While we’re here, we pop into the fish market-turned artists’ studio complex at The Briggait to do a bit of talent-spotting. As with so many of the converted buildings we’ve  encountered here, the project – finished in 2009 – is impeccably done. The dour stone of the old neo-classical structure looks elegant and content framing the contemporary glass facade. In the epic space where Glaswegian fish sellers once hawked their wares, an installation by artist Stephen Murray inspired by the velodrome at the recent Commonwealth Games sweeps around the space, dominating and reflecting on it.

One of our number is an architecture buff, and you can’t look at just art all day for four days without sending your eyes to the back of your skull, so we stop off at the harbour to check out Zaha Hadid’s newly-finished Riverside Museum. The neo-futuristic architect’s creation, all black glass and flashy angles, sits incongruously among a development of cookie-cutter flats and restored ships. As we crane our necks to try to take the whole thing in, a local man – so tall I can see directly up his impressively hair-stuffed nose – tells us it “looks like a feckin’ heart monitor, but it’s nae bad inside.” Indeed, the place is stuffed full of Glasgow’s transport collection and digs around into the city’s long maritime history too. For a group of art professionals in their thirties, we have an embarrassingly enjoyable time trying on Victorian hats, ‘driving’ a steam train and pretending to fight a tenement fire (we had to physically drag the director of a rather prominent London gallery away from that last one.)

#### EXERCISES
**A.** In the Glasgow travel piece, why does the group stop at the harbour to see the Riverside Museum? Answer in one to three sentences.
**B.** Pick up the Glasgow travel piece after its last sentence and continue it.
These entries have no connection to the Glasgow travel piece.

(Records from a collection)
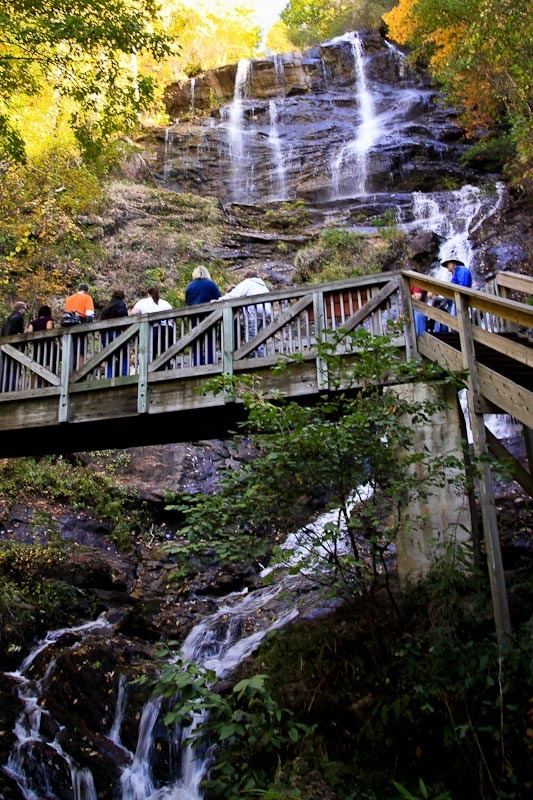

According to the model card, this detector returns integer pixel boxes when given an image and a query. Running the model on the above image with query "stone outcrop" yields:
[159,32,465,202]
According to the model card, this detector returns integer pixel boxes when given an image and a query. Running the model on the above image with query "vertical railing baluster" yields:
[137,320,151,414]
[313,291,328,392]
[222,306,235,375]
[57,333,73,422]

#### ANSWERS PER TASK
**A.** One member of the group is an architecture buff. Also, looking at nothing but art all day for four days would send their eyes to the back of their skulls.

**B.**
After a hard day gallery stomping, it would be rude not to whet our lips at one of the bars frequented by the city’s art crowd. At the Old Hairdressers, we yell our drinks orders to a bar woman with a studiously unkempt haircut that makes her look somewhere between an elfin and a tramp. We end up having lots of shouty and gradually more enthusiastic conversations with local artists and trail back to the hotel in the early hours, by which time the streets are full of groups of red-faced revellers slurring serenades at no-one in particular. I try to join in but I don’t know that words.

In the morning, we walk through the majestic Kelvingrove park to the posher West End for a traditional Scottish breakfast at Stravaigin’s restaurant. This is on the recommendation of a regular, and we’re hugely grateful for it. We’ve found the food scene here to be a little on the patchy side, so it’s a relief to be served a gourmet version of the intense, salty meat-hit that we so associate with Scotland. The black pudding and plump sausage soaks the night at the Hairdressers up like a dream.

We leave our visit to the Glasgow School of Art till last, and the thought of all that cultural incineration brings more than a few tears to our hungover eyes. Mackintosh’s seminal building is still as proud and majestic through it all, but it feels a little as if we’re intruding on a noble king in the midst of some traumatic surgery. The tall windows of the north-facing studios are just about visible through the charred remains, bringing to mind all the art that was destroyed. It all gets a bit much for us.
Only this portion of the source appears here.